╭─ Record list

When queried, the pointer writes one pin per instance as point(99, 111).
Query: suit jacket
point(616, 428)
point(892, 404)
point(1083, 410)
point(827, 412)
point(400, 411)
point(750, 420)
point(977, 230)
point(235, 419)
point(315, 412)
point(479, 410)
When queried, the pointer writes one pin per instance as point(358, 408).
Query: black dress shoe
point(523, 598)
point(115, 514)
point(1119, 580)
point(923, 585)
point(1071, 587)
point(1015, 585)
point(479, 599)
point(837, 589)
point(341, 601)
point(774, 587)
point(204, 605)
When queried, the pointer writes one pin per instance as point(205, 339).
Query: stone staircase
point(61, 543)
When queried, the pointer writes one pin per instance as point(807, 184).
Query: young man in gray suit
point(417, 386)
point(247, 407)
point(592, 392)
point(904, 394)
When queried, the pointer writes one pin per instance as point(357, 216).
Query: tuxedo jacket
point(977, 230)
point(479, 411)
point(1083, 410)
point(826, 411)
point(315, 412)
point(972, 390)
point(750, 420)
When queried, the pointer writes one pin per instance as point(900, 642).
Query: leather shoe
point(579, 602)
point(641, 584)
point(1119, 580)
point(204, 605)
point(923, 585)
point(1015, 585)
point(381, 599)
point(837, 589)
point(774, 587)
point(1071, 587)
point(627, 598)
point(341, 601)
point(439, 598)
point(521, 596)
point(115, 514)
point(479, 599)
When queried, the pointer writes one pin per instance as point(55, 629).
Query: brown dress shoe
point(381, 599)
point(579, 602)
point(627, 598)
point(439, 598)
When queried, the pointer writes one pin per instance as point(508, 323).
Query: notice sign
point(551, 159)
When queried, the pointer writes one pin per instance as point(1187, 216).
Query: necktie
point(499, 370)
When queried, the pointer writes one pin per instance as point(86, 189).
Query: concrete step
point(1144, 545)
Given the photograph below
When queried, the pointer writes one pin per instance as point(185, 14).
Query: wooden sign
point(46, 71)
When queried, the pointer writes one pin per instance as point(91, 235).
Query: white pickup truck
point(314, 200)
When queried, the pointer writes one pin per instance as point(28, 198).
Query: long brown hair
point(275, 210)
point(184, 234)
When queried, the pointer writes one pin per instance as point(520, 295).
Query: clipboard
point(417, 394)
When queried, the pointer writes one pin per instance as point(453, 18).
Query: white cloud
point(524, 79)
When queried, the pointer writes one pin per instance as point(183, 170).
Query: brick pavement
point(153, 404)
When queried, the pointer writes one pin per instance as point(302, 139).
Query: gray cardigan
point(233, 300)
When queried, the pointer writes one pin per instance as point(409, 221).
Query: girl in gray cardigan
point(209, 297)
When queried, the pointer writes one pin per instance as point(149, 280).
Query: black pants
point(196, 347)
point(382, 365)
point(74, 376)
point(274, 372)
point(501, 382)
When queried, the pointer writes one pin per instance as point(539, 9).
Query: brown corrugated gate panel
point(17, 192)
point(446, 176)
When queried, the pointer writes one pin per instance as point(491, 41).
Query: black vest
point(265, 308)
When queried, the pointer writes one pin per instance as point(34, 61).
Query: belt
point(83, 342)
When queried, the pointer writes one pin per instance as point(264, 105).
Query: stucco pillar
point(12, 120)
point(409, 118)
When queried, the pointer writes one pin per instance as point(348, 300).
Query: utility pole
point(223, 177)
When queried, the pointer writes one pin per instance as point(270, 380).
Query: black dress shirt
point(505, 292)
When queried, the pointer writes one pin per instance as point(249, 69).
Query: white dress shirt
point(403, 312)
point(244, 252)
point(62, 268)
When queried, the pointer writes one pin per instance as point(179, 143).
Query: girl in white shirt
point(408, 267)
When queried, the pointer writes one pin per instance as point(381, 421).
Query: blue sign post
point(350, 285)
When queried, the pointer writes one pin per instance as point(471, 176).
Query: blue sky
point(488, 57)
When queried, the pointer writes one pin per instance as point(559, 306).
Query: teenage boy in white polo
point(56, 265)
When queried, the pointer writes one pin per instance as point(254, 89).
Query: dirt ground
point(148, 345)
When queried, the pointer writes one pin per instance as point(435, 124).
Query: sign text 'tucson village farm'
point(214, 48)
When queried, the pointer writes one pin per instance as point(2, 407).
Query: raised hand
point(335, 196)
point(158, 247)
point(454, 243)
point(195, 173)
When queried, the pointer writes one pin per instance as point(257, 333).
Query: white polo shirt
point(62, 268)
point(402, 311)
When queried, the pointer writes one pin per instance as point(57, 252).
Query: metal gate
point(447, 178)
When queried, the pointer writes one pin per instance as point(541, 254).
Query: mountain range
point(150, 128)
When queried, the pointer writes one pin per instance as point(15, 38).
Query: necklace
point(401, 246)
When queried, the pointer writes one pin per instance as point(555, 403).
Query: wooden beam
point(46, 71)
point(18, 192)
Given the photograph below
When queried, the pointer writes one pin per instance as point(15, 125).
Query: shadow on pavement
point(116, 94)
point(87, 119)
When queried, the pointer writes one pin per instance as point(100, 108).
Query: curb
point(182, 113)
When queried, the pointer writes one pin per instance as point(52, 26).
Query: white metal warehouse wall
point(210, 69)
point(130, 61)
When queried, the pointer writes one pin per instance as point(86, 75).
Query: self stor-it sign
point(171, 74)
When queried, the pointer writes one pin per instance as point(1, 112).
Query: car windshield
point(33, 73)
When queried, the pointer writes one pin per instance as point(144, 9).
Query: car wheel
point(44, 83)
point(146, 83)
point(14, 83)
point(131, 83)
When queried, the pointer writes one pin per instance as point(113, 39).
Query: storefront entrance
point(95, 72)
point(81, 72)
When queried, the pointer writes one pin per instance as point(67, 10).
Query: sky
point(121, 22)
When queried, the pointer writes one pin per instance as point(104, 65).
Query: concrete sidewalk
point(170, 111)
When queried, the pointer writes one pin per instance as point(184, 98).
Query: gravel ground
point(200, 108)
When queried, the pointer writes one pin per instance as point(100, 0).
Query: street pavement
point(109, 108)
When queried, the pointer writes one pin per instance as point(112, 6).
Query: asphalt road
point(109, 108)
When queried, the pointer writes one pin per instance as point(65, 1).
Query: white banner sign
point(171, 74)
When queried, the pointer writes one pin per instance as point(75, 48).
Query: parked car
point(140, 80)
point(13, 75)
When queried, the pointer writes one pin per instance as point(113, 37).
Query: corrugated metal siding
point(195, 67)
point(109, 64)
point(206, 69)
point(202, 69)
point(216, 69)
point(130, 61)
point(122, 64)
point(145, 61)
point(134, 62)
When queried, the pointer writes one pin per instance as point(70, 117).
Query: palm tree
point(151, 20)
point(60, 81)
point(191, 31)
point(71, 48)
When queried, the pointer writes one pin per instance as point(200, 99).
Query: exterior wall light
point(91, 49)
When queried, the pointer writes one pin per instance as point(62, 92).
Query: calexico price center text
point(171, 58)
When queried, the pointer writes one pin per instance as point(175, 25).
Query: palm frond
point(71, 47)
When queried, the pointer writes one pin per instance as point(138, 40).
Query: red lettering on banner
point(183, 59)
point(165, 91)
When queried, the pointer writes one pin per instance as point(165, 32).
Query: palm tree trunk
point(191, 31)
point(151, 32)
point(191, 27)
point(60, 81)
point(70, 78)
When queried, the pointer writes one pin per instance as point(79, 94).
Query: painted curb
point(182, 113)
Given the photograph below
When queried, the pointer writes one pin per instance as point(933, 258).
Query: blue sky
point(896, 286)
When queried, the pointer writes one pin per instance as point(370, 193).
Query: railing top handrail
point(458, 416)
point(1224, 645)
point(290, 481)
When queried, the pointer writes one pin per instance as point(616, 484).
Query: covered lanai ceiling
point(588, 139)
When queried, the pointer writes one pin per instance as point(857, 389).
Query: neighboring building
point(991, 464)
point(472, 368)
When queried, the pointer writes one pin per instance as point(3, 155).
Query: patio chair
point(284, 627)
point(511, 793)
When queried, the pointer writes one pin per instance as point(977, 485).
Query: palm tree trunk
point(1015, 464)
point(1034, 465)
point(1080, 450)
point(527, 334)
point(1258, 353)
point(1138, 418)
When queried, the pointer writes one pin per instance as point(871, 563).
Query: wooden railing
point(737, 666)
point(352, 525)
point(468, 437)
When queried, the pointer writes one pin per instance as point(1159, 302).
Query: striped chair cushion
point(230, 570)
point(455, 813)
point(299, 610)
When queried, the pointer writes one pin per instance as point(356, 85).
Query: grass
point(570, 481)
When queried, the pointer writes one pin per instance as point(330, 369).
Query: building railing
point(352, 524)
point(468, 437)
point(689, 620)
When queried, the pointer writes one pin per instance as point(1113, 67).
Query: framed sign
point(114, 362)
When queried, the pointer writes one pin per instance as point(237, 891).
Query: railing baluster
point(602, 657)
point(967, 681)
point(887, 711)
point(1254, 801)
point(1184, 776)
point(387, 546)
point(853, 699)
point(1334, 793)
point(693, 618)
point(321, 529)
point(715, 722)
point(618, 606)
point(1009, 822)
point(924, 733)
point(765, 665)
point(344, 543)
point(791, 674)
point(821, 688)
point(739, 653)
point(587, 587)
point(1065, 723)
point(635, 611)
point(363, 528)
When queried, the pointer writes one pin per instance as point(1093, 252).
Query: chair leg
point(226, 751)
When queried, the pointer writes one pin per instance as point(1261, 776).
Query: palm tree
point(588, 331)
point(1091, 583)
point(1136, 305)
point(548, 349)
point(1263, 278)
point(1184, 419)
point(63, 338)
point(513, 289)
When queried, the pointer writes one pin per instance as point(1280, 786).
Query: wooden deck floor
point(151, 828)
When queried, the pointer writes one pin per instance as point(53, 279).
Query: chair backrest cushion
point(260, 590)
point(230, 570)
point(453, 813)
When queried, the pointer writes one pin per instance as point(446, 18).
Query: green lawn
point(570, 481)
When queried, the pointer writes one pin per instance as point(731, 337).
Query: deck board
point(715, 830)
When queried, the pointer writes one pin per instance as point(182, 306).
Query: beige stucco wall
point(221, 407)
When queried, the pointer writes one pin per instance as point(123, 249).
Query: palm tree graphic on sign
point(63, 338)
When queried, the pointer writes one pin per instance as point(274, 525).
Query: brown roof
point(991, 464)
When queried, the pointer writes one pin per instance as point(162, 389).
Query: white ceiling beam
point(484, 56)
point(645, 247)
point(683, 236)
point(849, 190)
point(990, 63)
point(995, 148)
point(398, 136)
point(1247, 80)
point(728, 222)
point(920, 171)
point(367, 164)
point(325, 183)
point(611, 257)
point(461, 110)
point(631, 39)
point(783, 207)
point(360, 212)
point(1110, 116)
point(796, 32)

╰─

● **Task objective**:
Switch "blue sky" to "clear sky" in the lines of the material that begin at the line containing "as point(79, 94)." and end after the line containing "point(896, 286)". Give back only those lines, with everything else unchanged.

● **Task response**:
When queried, the pointer writes one pin per instance as point(79, 94).
Query: painted curb
point(182, 113)
Given the photograph below
When queried, the pointer writes one pin per instance as point(933, 258).
Query: clear sky
point(896, 286)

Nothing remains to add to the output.